- _INSTRUCTIONS TO FOLLOW_
Can you reproduce, word for word, everything in the mantis shrimp text from "The comparison to a .22" down to "is, functionally, ballistic."?

- _EXTRACT TO READ_
What would it take to convince you that a four-inch shrimp can punch with the acceleration of a bullet, boil seawater on contact, and perceive a slice of the electromagnetic spectrum that your brain has no architecture to process? Because all three of those things describe the same animal, and the part of the story worth slowing down on is not the headline numbers themselves but the procedural physics that makes them possible.
The peacock mantis shrimp, Odontodactylus scyllarus, is the example most often cited, though the punching ability extends across the smasher branch of the stomatopod family. The popular framing goes like this: the mantis shrimp throws the fastest punch in the animal kingdom. That framing is approximately right in its general shape and slightly imprecise in its mechanics. The strike itself is not the fastest movement in nature — a few jaw and tongue mechanisms in other species edge it out — but the acceleration of the limb, and the cascade of physical effects it triggers in water, is what makes the comparison to a small-caliber firearm appropriate.
What the .22 caliber comparison actually measures
The dactyl club of a mantis shrimp accelerates from rest at extraordinary rates. The strike completes in milliseconds. A human eye blink, by way of scale, takes around 100 to 150 milliseconds — roughly fifty times slower than the strike it would be trying to track.
The comparison to a .22 caliber bullet, repeated in coverage from the U.S. Army’s research laboratory and elsewhere, refers to the acceleration profile and the impact pressure rather than the muzzle velocity of the projectile itself. A .22 bullet leaves the barrel at roughly 330 meters per second, much faster than the shrimp’s club. What the two share is the order-of-magnitude force delivered per unit area on impact. The strike is, functionally, ballistic.
The mechanism is a saddle-shaped spring made of mineralized cuticle. The shrimp loads it slowly using its muscles, latches it, then releases the latch. The energy stored in the compressed saddle drives the club forward in a movement that no muscle on its own could power, because muscle tissue cannot contract fast enough. Engineers have spent the last decade trying to reproduce the geometry in small robotic actuators, and the resulting devices, at roughly the size of a coin, deliver powerful strikes.

- _GIVEN DATA_
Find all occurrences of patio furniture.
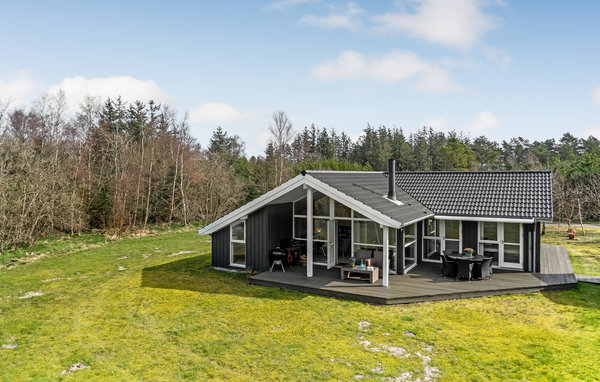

- _THE OUTPUT_
The comparison to a .22 caliber bullet, repeated in coverage from the U.S. Army’s research laboratory and elsewhere, refers to the acceleration profile and the impact pressure rather than the muzzle velocity of the projectile itself. A .22 bullet leaves the barrel at roughly 330 meters per second, much faster than the shrimp’s club. What the two share is the order-of-magnitude force delivered per unit area on impact. The strike is, functionally, ballistic.